• Task to complete:
Line by line, the entries below are to be reproduced unaltered.

• Items from a dataset:
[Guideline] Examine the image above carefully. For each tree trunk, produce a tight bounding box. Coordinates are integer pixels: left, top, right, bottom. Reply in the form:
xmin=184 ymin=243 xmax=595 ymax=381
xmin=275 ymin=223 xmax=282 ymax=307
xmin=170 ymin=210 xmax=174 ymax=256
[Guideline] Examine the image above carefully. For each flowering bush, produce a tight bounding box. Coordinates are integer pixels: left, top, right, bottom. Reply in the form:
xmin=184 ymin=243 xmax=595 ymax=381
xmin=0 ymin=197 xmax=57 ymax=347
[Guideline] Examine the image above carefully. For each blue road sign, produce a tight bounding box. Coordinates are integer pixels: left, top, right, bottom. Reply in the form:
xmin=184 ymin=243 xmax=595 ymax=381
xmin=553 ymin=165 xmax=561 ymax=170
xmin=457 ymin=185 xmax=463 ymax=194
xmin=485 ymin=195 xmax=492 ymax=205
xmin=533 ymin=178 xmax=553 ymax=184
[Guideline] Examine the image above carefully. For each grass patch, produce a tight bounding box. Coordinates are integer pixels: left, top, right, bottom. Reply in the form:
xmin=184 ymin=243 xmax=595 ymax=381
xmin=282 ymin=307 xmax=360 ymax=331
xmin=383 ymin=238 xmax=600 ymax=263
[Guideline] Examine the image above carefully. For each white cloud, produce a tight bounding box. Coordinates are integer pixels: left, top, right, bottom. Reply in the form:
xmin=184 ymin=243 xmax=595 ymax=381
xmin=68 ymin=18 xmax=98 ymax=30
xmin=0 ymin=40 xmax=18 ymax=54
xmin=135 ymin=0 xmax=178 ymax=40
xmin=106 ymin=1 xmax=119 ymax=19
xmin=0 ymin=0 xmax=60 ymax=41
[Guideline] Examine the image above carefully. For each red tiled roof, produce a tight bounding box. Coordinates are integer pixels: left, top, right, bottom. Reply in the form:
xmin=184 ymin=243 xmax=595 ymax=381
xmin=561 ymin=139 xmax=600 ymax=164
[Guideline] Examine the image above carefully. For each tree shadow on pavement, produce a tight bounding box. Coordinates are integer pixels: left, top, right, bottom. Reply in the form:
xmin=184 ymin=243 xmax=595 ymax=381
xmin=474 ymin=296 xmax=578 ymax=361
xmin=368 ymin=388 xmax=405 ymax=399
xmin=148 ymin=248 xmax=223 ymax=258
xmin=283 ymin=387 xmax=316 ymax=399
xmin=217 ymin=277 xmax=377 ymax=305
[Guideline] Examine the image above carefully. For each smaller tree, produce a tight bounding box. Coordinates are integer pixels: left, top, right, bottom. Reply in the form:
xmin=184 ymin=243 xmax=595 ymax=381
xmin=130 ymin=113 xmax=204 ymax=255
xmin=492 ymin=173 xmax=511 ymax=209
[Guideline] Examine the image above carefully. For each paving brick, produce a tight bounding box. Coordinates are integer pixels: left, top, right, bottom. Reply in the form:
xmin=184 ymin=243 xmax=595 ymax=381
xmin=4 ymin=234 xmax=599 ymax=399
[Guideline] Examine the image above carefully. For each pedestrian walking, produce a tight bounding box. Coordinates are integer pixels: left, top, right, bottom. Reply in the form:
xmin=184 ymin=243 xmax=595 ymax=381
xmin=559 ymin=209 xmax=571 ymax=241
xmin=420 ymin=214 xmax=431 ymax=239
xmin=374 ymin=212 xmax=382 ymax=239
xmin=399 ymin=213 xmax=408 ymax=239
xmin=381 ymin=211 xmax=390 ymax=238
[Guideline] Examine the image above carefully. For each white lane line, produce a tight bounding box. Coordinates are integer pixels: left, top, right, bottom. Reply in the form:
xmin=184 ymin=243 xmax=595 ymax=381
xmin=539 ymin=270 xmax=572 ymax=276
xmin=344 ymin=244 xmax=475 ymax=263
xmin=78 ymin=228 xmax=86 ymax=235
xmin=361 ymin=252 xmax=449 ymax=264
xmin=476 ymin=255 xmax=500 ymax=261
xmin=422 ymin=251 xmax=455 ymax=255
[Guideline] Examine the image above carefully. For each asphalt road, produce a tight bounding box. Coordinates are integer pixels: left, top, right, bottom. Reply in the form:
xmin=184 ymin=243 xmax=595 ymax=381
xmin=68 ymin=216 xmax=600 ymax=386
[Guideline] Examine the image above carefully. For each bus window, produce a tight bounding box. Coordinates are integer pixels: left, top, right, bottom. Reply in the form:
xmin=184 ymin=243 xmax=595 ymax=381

• Output below:
[Guideline] Examine the image above carefully. For each tree trunk, produce a tight bounding box. Coordinates are integer pixels: left, top, right, bottom. Reply in the form:
xmin=184 ymin=243 xmax=595 ymax=381
xmin=275 ymin=223 xmax=282 ymax=307
xmin=170 ymin=210 xmax=174 ymax=256
[Guideline] Examine the image above carefully. For each flowering bush, produce a tight bounding box. Coordinates are integer pixels: left, top, right, bottom. Reply in the form:
xmin=184 ymin=243 xmax=595 ymax=381
xmin=0 ymin=197 xmax=57 ymax=347
[Guideline] Examine the image above carefully. For each blue road sign, produce a tight bounding box. Coordinates are integer pixels: left, top, right, bottom. Reply in the form:
xmin=184 ymin=243 xmax=595 ymax=381
xmin=553 ymin=165 xmax=561 ymax=170
xmin=457 ymin=185 xmax=463 ymax=194
xmin=485 ymin=195 xmax=492 ymax=205
xmin=533 ymin=178 xmax=553 ymax=184
[Guideline] Examine the image above carefully. For each grass patch, produce a tight bounding box. Coordinates are integer pixels: left, top, right, bottom. Reply in the form:
xmin=184 ymin=243 xmax=595 ymax=381
xmin=282 ymin=307 xmax=360 ymax=331
xmin=383 ymin=238 xmax=600 ymax=263
[Guideline] Examine the image above carefully. For each white cloud, produce a tight bounding box. Coordinates are integer pixels: left, top, right, bottom. Reply in the form:
xmin=184 ymin=243 xmax=595 ymax=381
xmin=68 ymin=18 xmax=98 ymax=30
xmin=0 ymin=40 xmax=18 ymax=54
xmin=135 ymin=0 xmax=178 ymax=40
xmin=106 ymin=1 xmax=119 ymax=19
xmin=0 ymin=0 xmax=60 ymax=41
[Guideline] Examine the image above carefully. For each red tiled roof, produce a tight bounding box. Coordinates are integer pixels: left, top, right, bottom. Reply in the form:
xmin=184 ymin=243 xmax=595 ymax=381
xmin=561 ymin=139 xmax=600 ymax=164
[Guideline] Examine the image above carefully. For each tree shadow on pavement, produce a tight bounding box. Coordinates are integer pixels: left, top, right, bottom. Reply in the form:
xmin=184 ymin=243 xmax=595 ymax=381
xmin=474 ymin=296 xmax=578 ymax=361
xmin=368 ymin=388 xmax=405 ymax=399
xmin=148 ymin=248 xmax=223 ymax=258
xmin=283 ymin=387 xmax=316 ymax=399
xmin=217 ymin=277 xmax=377 ymax=305
[Guideline] Examine the image above carefully. For each smaller tree, produce a tight bounding box. Coordinates are integer pixels: left, top, right, bottom. Reply in the form:
xmin=184 ymin=243 xmax=595 ymax=381
xmin=130 ymin=113 xmax=204 ymax=255
xmin=492 ymin=173 xmax=511 ymax=209
[Guideline] Examine the image above carefully. For each paving brick, produce a tight bounding box. Coordinates are integer pixels: left, top, right, bottom. Reply in the form:
xmin=184 ymin=243 xmax=595 ymax=381
xmin=4 ymin=234 xmax=599 ymax=399
[Guideline] Examine the image above carefully. For each pedestrian walking, produce a tight bounding box. Coordinates are integer pixels: left, top, right, bottom. Reply in the form:
xmin=184 ymin=243 xmax=595 ymax=381
xmin=559 ymin=209 xmax=571 ymax=241
xmin=420 ymin=214 xmax=431 ymax=239
xmin=374 ymin=212 xmax=382 ymax=239
xmin=399 ymin=213 xmax=408 ymax=239
xmin=381 ymin=211 xmax=390 ymax=238
[Guideline] Examine the image above carefully. For each white lane line, produce a tight bounding box. Coordinates are integer pixels: left, top, right, bottom. Reply in the form:
xmin=184 ymin=243 xmax=595 ymax=381
xmin=539 ymin=270 xmax=572 ymax=276
xmin=344 ymin=244 xmax=475 ymax=263
xmin=78 ymin=228 xmax=86 ymax=235
xmin=361 ymin=252 xmax=449 ymax=264
xmin=476 ymin=255 xmax=500 ymax=261
xmin=422 ymin=251 xmax=455 ymax=255
[Guideline] Examine the image above carefully. For each asphalt road, produce a tight bounding box. Coordinates are integer pixels: left, top, right, bottom. Reply in the form:
xmin=184 ymin=243 xmax=595 ymax=381
xmin=68 ymin=216 xmax=600 ymax=386
[Guideline] Examine the image above carefully. For each bus window, produce a tight bounding box. Coordinates are integer pixels: left, top, right, bottom. Reply in the form:
xmin=184 ymin=243 xmax=595 ymax=381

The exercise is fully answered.